⟨
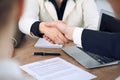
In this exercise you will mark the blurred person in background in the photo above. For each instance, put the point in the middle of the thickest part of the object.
(10, 11)
(98, 42)
(82, 13)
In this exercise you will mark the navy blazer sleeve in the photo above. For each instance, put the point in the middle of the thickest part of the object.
(102, 43)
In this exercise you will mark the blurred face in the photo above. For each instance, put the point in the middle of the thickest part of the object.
(116, 7)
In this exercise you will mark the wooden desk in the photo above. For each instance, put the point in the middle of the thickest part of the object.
(24, 56)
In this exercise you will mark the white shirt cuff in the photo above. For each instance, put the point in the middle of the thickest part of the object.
(77, 34)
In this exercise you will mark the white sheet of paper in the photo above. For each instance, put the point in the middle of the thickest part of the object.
(42, 43)
(56, 69)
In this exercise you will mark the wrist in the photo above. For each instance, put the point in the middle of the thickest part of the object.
(41, 27)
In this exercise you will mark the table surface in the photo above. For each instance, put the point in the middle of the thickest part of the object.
(23, 55)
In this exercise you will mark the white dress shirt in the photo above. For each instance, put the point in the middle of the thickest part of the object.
(77, 35)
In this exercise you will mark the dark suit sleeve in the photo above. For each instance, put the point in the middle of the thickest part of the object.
(102, 43)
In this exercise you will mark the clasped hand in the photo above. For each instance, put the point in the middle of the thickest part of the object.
(56, 32)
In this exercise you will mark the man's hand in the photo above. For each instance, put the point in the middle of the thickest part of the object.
(54, 35)
(63, 28)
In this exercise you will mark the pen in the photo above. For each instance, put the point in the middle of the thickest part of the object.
(46, 54)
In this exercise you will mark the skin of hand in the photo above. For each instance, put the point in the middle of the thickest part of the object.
(116, 7)
(52, 33)
(63, 28)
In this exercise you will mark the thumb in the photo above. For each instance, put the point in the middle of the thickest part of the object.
(51, 24)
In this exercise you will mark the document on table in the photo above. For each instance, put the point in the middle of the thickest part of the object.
(42, 43)
(56, 69)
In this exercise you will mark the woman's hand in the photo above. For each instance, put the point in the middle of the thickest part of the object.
(53, 34)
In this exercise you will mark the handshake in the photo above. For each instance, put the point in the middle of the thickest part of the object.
(56, 32)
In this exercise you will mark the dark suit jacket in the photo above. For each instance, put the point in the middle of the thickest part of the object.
(102, 43)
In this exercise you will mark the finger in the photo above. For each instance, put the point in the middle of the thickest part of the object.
(51, 24)
(63, 38)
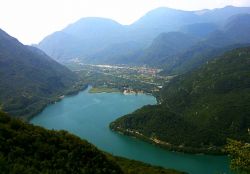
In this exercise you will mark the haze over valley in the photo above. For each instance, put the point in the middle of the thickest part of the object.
(166, 93)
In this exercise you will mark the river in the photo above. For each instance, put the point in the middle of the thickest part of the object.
(88, 116)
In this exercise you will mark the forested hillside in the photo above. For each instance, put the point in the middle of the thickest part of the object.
(29, 79)
(200, 109)
(28, 149)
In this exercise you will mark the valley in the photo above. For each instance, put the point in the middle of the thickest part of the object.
(166, 93)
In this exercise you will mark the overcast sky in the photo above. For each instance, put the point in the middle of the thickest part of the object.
(31, 20)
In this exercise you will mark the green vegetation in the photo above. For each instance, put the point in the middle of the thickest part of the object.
(25, 149)
(199, 110)
(136, 167)
(29, 79)
(103, 89)
(240, 156)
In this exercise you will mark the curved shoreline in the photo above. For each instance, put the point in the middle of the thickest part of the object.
(168, 146)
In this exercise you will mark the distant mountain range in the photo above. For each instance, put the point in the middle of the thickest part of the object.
(29, 79)
(200, 109)
(104, 41)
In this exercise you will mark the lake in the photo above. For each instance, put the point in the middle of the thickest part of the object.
(88, 115)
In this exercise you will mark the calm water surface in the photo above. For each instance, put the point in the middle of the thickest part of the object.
(88, 116)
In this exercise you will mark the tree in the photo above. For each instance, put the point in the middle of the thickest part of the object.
(240, 156)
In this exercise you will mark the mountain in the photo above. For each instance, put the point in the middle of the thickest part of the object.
(199, 110)
(200, 30)
(29, 149)
(29, 79)
(82, 38)
(234, 33)
(88, 38)
(165, 47)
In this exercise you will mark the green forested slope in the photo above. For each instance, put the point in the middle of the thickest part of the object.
(28, 77)
(28, 149)
(200, 109)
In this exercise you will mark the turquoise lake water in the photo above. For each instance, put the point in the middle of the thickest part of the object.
(88, 116)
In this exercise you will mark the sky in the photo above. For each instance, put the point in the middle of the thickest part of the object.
(31, 20)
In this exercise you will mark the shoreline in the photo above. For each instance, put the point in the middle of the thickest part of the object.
(216, 151)
(55, 99)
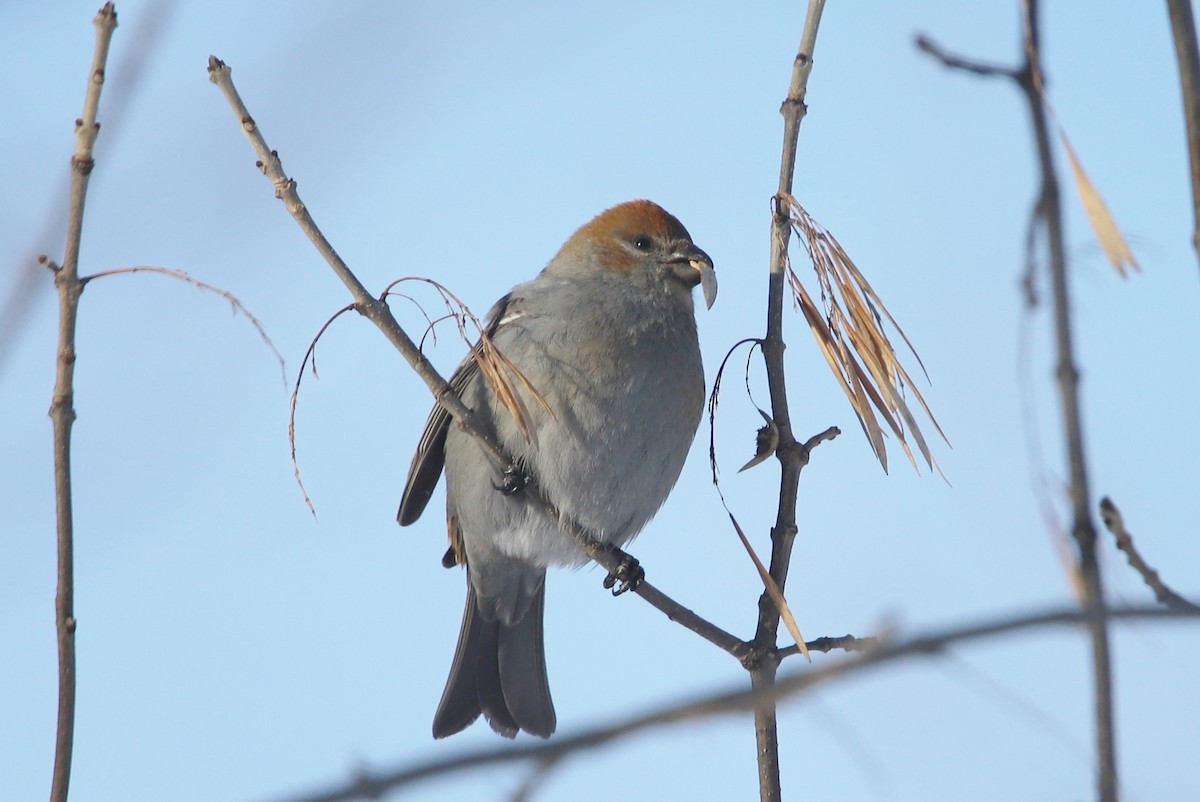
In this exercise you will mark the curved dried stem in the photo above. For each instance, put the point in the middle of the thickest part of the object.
⟩
Exercise requirements:
Repeat the records above exactly, leaving out the pictures.

Answer space:
In this exercise you will mark the blurred person in background in the photo above. For each instance, put the point in the middle of the thickest part of the object.
(10, 11)
(98, 42)
(82, 13)
In this exercise you will mark the navy blazer sleeve in the photo above. For each instance, put the point in the middle of the thickest part of the object.
(102, 43)
In this exercise you will mark the blurred face in the photo above. For each instance, put the point in the middle of the thickest part of the object.
(116, 7)
In this exercise you will mark the wooden desk in the photo above. For each instance, put the point in the middle of the thickest part of the object.
(24, 56)
In this exercise you will mark the white shirt cuff in the photo above. For each instance, put the point in the middle of the thickest part of the object.
(77, 34)
In this exercise you will mark the white sheet of paper in the photo above. For each instance, put the point in the middle of the thickest part of the object.
(42, 43)
(56, 69)
In this exercise you will mark the wrist in the photo above. For each instance, put the point in the middle of the thickest part of the object.
(41, 27)
In this exercise you will mark the table surface in the photo above. For each instance, put the point in the middle of the thickest part of the object.
(23, 55)
In this exercise you will mark the white dress shirt in the photo above. For each instance, put the point in the middle of the thickest part of the object.
(77, 35)
In this exercise you will mark the dark suit sleeve in the photo above. For each instance, put the point in the middle of the thickest part of the object.
(102, 43)
In this exercise you will mark the clasped hand in the photo above. For each instance, put the point in the middle of the thickest part of the object.
(56, 32)
In this exercise you will mark the man's hand in the photo above. For each instance, put the point in the middle of the thickest part of the object.
(54, 35)
(63, 28)
In this exercise you will mark the pen in the photo above. For each instance, put the point in the middle of the thickest part of the object.
(46, 54)
In this exercise you will mark the skin of hand in the photo above. For each instance, put the point in the middle of the thickest part of the object.
(116, 7)
(52, 33)
(63, 28)
In this exercise you will mark the thumb in the photo above. For each instance, put the point in the middle of the thickest part of the object.
(51, 24)
In this exercise you will mark the document on table in the photo above. For each instance, put the point in the middle of the thickest part of the object.
(42, 43)
(56, 69)
In this exercise you will mark the woman's hand in the photo above. For each instance, put the point in the middle of the thickest part of the object.
(53, 34)
In this exercise you will mark the handshake in the photo above. For each instance, put the point in the middle of the thickest part of the object.
(56, 32)
In this exercise you will mark the dark suit jacket in the photo above. For each instance, put the point in the middle of the thickest part of the object.
(102, 43)
In this exercise you will mark the finger in the photo above. For each instance, put the point in the middle of the thickest part of the object.
(51, 24)
(63, 38)
In this exercise you will mark the haze over valley in the photo above. For each instance, put the point in the middle of the thickest part of the object.
(166, 93)
In this exercise you will mark the river in the photo above. For each instance, put the point in the middle of the thickest part of the object.
(88, 116)
In this exercise you will mark the forested hillside in the photo above. For each instance, put the point in the middle of the thickest part of the object.
(29, 79)
(200, 109)
(28, 149)
In this exercise you will mark the valley in the photo above. For each instance, put the point in the middle of the thickest part of the object.
(166, 93)
In this exercise you will mark the overcast sky in the photo above. For each instance, put the point in the middle of the thickest part of the object.
(31, 20)
In this exercise you will mark the green vegetation in the photo above. For each instance, put the point in the middle of the thickest part of the object.
(25, 149)
(199, 110)
(136, 167)
(29, 79)
(103, 89)
(240, 156)
In this exercise you will mark the curved shoreline in the photo above. For each instance, put the point in the middle of the thickest part of the object.
(168, 146)
In this exercise you will mark the distant mountain range in the photo above. For each instance, put the point in the middle of the thickest part of the object.
(29, 79)
(200, 109)
(104, 41)
In this exercise you will mark the lake in the photo above. For each instance, put the point in the middle of the thickest part of the object.
(88, 115)
In this exercise you will mark the calm water surface in the photo above. For each instance, put the point in the middle of the thickest part of the object.
(88, 116)
In this exercise you will mark the tree in the photo above. For each instance, put the point in the middle of the thickest part of the object.
(240, 156)
In this exercise you will mark the mountain in the photo above. For each instance, put the point in the middle of the thickest part of the object.
(199, 110)
(200, 30)
(29, 149)
(29, 79)
(82, 38)
(234, 33)
(88, 38)
(165, 47)
In this exercise you will mark the green forested slope in the photo above. For each instance, put the point in the middle of the thickest part of the object.
(28, 77)
(28, 149)
(200, 109)
In this exercise you will mark the turquoise lake water in the photo above. For each instance, put the point in the middle of the thickest part of the object.
(88, 116)
In this exercise you will mark the sky in the photo above. For each instance, put the point in the middle of the thickest part of the object.
(31, 20)
In this exercise you will mark the shoreline in the photo above. For each instance, put the point in the middle of the thickest part of the object.
(216, 151)
(55, 99)
In this exercise you will mark the curved dried stem in the photo above. For each instance, put the point in the middle of the thickest part of the object.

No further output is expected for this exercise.